To be done:
Give every line of the records below as a JSON list of strings, one string per line, with blank lines left out.

Information provided:
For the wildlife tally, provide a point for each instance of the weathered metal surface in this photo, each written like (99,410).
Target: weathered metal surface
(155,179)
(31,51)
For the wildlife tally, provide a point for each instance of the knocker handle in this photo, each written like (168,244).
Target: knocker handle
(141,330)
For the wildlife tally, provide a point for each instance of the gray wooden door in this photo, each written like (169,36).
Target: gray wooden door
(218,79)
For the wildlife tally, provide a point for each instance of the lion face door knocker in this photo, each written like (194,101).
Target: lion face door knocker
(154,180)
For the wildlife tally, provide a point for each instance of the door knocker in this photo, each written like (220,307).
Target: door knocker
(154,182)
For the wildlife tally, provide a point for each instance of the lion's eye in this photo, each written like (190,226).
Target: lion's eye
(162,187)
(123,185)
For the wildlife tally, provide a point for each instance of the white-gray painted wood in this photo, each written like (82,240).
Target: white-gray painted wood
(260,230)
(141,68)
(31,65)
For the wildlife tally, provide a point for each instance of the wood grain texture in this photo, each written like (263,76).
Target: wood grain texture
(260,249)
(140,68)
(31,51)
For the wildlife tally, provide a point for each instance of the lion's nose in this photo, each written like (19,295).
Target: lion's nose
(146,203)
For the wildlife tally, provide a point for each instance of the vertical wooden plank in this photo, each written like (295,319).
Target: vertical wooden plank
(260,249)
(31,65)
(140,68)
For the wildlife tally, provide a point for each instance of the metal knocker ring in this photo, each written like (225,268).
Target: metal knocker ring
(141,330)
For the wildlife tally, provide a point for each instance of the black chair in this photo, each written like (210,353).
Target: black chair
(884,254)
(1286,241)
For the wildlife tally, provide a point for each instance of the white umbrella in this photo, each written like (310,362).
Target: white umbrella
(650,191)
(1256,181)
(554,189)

Reply to the exercise:
[
  "For the wildlife tally, provide a point for each instance of the weathered metal surface in this photo, each written like (99,410).",
  "Target: weathered metal surface",
  "(155,179)",
  "(31,51)",
  "For the wildlife tally, provide a point for each instance of the knocker handle in this photo, each written like (168,244).",
  "Target: knocker handle",
  "(141,330)",
  "For the wildlife tally, provide a point for each instance of the gray wooden door in this photo, each written like (169,36).",
  "Target: gray wooden door",
  "(218,79)",
  "For the wildlife tally, provide a point for each instance of the lion face door knocker in this photo, each written like (194,101).",
  "Target: lion face door knocker",
  "(154,180)",
  "For the wildlife tally, provide a point for each instance of the door knocker in this photo, each written like (220,307).",
  "Target: door knocker",
  "(154,182)",
  "For the wildlife tally, provide a point for each instance of the lion's eye in this photo, each written like (190,226).",
  "Target: lion's eye",
  "(162,187)",
  "(123,185)",
  "For the wildlife tally, provide a point for each instance of the white-gray painted wood in this photo, each written like (82,240).",
  "Target: white-gray painted wood",
  "(260,230)",
  "(141,68)",
  "(31,65)",
  "For the wildlife tally, provide a point for each instance of the wood grain texture in this photo, each written like (263,76).",
  "Target: wood grain texture",
  "(260,249)",
  "(140,68)",
  "(31,51)",
  "For the wildlife tally, provide a point for each instance of the lion's nose in this photo, each written like (19,295).",
  "Target: lion's nose",
  "(146,203)",
  "For the wildlife tally, provide a point for each instance of the vertical wooden plank in this photo, each written like (295,319).",
  "Target: vertical wooden plank",
  "(260,249)",
  "(31,65)",
  "(140,68)",
  "For the wildlife tally, provide a point for each instance of the metal knocker ring in this photo, each written like (225,268).",
  "Target: metal knocker ring",
  "(141,330)",
  "For the wildlife tally, provide a point for each instance of the black chair in this photo, each written like (210,353).",
  "Target: black chair",
  "(884,254)",
  "(1286,241)",
  "For the wildlife tally, provide a point for each instance of the white umbrella in this photo, each written like (310,362).",
  "Target: white umbrella",
  "(650,191)",
  "(1256,181)",
  "(554,189)"
]